# ARTICLE
Digital transformation has changed how we communicate with our customers, colleagues, and friends. The digital age demands a new kind of communications leader.
In my career, I have been truly fortunate to meet some of the world’s best leaders. Although unique in how they leverage digital in business, they share common traits as great leaders.
There’s science in the art of communication.
Communicating effectively is both a science and an art.
The science of communication has led to an explosion of data. We’ve been able to experiment with this data, learning what to do and what not to do, and ultimately create new formulas. We now have templates for copywriting, best practices for Facebook ads and rules for great web design, to name a few.
The artistry is the innovation that comes when we offer up something new and unique. Great communications leaders live and breathe data — it’s the fuel behind every decision. Their scientific approach means that they are armed with knowledge. They rely on more than just digital tactics; they see the artistry behind an omnichannel approach that balances all appropriate marketing tactics.
Increasingly, colleagues and consumers alike are seeking authenticity from leaders and brands. In our digital world, it’s easier than ever to communicate. The art comes from learning how to leverage new tools to deliver an authentic, unique experience. Automation is a science; authenticity is an art.
This blend of artist and scientist can also be seen in how great leaders build and manage their teams. They understand the formula for building a great team, balancing its strengths and weaknesses. They also use data to experiment with different training and motivation techniques. At the same time, they manage a group of individuals with different needs to create a team that functions effectively and efficiently as one unit, while still promoting the needs of each individual. That is an art.
They know what they stand for.
As the expression goes, “If you don’t stand for something, you will fall for anything.”

# SUPPLIED INFORMATION
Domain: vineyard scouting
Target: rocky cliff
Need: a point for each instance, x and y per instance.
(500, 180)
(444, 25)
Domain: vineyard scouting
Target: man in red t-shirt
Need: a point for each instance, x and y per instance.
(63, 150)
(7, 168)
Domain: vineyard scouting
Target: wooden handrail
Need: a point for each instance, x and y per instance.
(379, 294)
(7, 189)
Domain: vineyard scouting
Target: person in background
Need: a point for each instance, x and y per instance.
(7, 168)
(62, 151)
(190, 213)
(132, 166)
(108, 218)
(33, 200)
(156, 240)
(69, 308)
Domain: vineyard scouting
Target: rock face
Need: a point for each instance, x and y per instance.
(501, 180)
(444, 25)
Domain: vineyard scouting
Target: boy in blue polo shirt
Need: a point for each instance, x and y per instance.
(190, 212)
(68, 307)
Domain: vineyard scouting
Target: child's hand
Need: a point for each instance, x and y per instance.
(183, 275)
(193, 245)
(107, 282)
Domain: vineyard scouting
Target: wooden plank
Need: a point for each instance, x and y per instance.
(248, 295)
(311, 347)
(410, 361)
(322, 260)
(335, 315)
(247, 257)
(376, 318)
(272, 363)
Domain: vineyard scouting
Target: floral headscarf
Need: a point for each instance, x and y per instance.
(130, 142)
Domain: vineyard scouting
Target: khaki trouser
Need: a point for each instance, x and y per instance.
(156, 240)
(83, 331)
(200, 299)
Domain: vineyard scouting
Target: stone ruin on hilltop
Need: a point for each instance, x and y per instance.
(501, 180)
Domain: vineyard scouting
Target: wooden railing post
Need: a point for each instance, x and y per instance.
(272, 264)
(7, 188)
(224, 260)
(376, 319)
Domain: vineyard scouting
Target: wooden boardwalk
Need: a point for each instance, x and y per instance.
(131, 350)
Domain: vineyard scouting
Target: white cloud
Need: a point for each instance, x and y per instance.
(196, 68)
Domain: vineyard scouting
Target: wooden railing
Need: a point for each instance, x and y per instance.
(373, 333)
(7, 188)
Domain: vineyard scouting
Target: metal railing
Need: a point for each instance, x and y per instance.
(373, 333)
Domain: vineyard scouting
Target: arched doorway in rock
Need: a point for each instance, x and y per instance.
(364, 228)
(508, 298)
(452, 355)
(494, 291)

# TASKS TO COMPLETE
**a.** Copy out the stretch from "Communicating effectively is" through "appropriate marketing tactics." in the article on communications leadership.
**b.** Pick up the article on communications leadership where it stops, and keep writing it.

# ANSWERS TO THE EXERCISES
**a.**
Communicating effectively is both a science and an art.
The science of communication has led to an explosion of data. We’ve been able to experiment with this data, learning what to do and what not to do, and ultimately create new formulas. We now have templates for copywriting, best practices for Facebook ads and rules for great web design, to name a few.
The artistry is the innovation that comes when we offer up something new and unique. Great communications leaders live and breathe data — it’s the fuel behind every decision. Their scientific approach means that they are armed with knowledge. They rely on more than just digital tactics; they see the artistry behind an omnichannel approach that balances all appropriate marketing tactics.

**b.**
Out of all my encounters with great leaders, one key characteristic has always stood out to me: integrity. Every leader has stood for something, mirroring the traits of the brand they represent.
Integrity is even seen in how these leaders talk to their colleagues and industry peers. Having conviction in your message is key. Leaders create and maintain the characteristics of their brand, which builds confidence among customers and colleagues.
Great leaders also have the integrity to back new ideas and innovations, through the highs and lows, through praise and criticism. It’s easy to give up when something fails. It’s harder to push through the hurdles.
They see failure as a stepping stone.
Great leaders don’t fear failure. Thomas Edison did not fail to make a light bulb the first 10,000 times; he found 10,000 ways not to make a light bulb.
We have all failed, be it an epic public embarrassment or your social media competition getting a grand total of six entries. A great leader learns from failure. Most importantly, they encourage their team to do the same. Extract every ounce of data, experiment with it and learn what not to do next time.
A bad leader only sees the negatives and casts blame. Whether they’re sending an angry email or holding a team meeting where everyone comes out deflated, they cannot look past mistakes or failure. In fact, they cannot distinguish between the two.
They are both mentor and mentee.
Leaders constantly learn and seek learning opportunities. The best leaders have the integrity, to be honest about their own weaknesses and are not afraid to be taught by others, even those in junior positions.
In the world of digital transformation, simply hiring digitally native millennials or Gen Zers to leverage new technology is not enough.
In an interview with my company, Sarah Robb O’Hagan of Flywheel Sports said, “If you can’t understand the fundamentals of how these new technologies enable your business to grow, how can you make the right decisions?”
The best communications leaders are not afraid to step out of their comfort zones. They relish opportunities to learn from others, not just to teach — to mentor and to be mentored.
They are human.
Great leaders remember that they are human and so are their staff. They create working environments that enable open and honest communication, making their employees feel valued and respected.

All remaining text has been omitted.